> _Task objective_
From the line that includes "# test: pointer returns one pin per instance of the rope" to the last line of the data, quote each line precisely; both boundary lines belong in the answer.

* BEGIN Material to process *

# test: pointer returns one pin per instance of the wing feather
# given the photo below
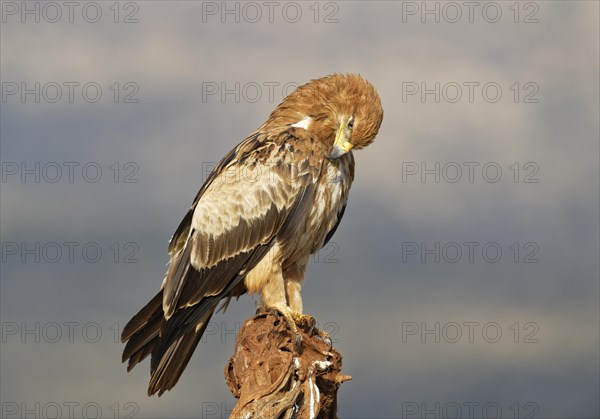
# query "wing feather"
(246, 201)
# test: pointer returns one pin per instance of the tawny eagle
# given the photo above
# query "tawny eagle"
(268, 205)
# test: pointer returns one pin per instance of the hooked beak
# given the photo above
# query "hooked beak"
(341, 144)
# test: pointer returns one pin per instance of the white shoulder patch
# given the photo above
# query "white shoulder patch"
(305, 123)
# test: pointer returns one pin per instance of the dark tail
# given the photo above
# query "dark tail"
(170, 343)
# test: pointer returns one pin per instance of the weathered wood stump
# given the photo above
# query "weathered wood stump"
(273, 378)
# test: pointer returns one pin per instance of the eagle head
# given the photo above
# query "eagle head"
(342, 110)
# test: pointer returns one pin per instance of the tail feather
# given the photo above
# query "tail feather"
(168, 365)
(170, 343)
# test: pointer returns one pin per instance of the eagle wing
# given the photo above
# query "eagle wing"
(255, 195)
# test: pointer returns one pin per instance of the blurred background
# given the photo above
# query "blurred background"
(463, 280)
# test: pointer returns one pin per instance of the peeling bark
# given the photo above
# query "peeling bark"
(273, 378)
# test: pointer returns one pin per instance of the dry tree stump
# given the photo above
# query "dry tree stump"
(273, 378)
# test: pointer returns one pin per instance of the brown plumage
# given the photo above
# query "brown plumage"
(272, 201)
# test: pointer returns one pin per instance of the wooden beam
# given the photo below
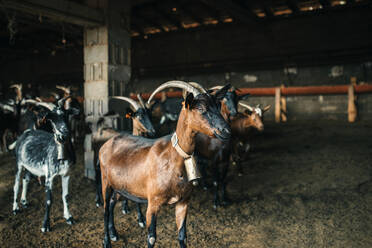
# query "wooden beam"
(242, 14)
(187, 12)
(293, 6)
(325, 3)
(169, 18)
(268, 11)
(277, 105)
(148, 22)
(60, 10)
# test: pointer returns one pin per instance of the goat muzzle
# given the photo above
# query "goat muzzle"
(192, 171)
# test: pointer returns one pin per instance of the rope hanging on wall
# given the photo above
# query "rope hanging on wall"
(12, 24)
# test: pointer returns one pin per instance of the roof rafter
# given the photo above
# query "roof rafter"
(242, 14)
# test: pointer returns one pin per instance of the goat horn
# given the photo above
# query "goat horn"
(62, 101)
(217, 87)
(179, 84)
(47, 105)
(65, 89)
(246, 106)
(18, 86)
(6, 107)
(141, 101)
(132, 102)
(55, 95)
(198, 86)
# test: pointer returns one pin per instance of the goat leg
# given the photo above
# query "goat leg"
(48, 203)
(66, 212)
(98, 185)
(107, 193)
(111, 225)
(124, 207)
(16, 189)
(216, 186)
(141, 218)
(25, 181)
(181, 213)
(151, 225)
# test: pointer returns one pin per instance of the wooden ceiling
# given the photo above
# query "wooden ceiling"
(166, 16)
(31, 34)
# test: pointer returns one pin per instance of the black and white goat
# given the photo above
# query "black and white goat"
(48, 154)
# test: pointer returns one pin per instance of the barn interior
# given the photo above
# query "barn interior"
(307, 177)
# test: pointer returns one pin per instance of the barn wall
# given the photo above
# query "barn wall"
(45, 71)
(329, 107)
(339, 37)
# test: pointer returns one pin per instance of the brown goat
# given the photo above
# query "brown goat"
(217, 154)
(141, 126)
(158, 171)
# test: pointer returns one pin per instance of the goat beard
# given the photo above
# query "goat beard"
(61, 150)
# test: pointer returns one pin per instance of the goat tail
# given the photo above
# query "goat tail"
(12, 146)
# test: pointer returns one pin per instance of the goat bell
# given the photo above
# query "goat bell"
(192, 171)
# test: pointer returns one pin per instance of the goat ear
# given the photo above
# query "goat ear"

* END Material to process *

> _Reply_
# test: pointer returns one pin per instance of the rope hanging on wall
# given the photo above
# query "rope hanging on wall"
(12, 24)
# test: pointer returns one pin per instance of the roof rafter
# given the photo above
# query "roof rafter"
(242, 14)
# test: pointer returns one pin per instance of the goat horn
# given the photo above
# query "goat horn"
(62, 101)
(217, 87)
(179, 84)
(47, 105)
(65, 89)
(246, 106)
(18, 86)
(6, 107)
(141, 101)
(132, 102)
(55, 95)
(198, 86)
# test: pointer returns one pin per instance of the goat leg
# given the photo above
# query "goat leg"
(48, 203)
(66, 212)
(98, 185)
(107, 193)
(111, 225)
(124, 207)
(16, 189)
(216, 186)
(141, 218)
(25, 181)
(181, 213)
(151, 225)
# test: pointer returns one pin per instance of the wooden ceiling
# given the photo above
# query "wooden ceiling"
(166, 16)
(31, 34)
# test: pointer returns one pin per instance of the black and white goat
# given the photo above
# query "black and white goat"
(48, 154)
# test: pointer returns one pin per instance of the barn interior
# given the photo above
# query "barn interior"
(307, 177)
# test: pointer returns one pin per instance of the barn wall
# given the photo above
# query "barn wall"
(45, 71)
(329, 107)
(339, 37)
# test: pointer returns one pin per instance of the brown goat
# given the photo above
# query "brown goat"
(217, 154)
(141, 126)
(158, 171)
# test: pointer returns one pin per instance of the goat beard
# given the photo above
# query "goat beard"
(61, 150)
# test: pointer returns one pin per instance of the goat tail
# given the photo above
# query "goat tail"
(12, 146)
# test: pointer returns one pin per instance of the goat bell
# given the photo above
# query "goat bell"
(192, 171)
# test: pointer returns one pin per instance of the goat ear
# given the photo above
# query "goat ear"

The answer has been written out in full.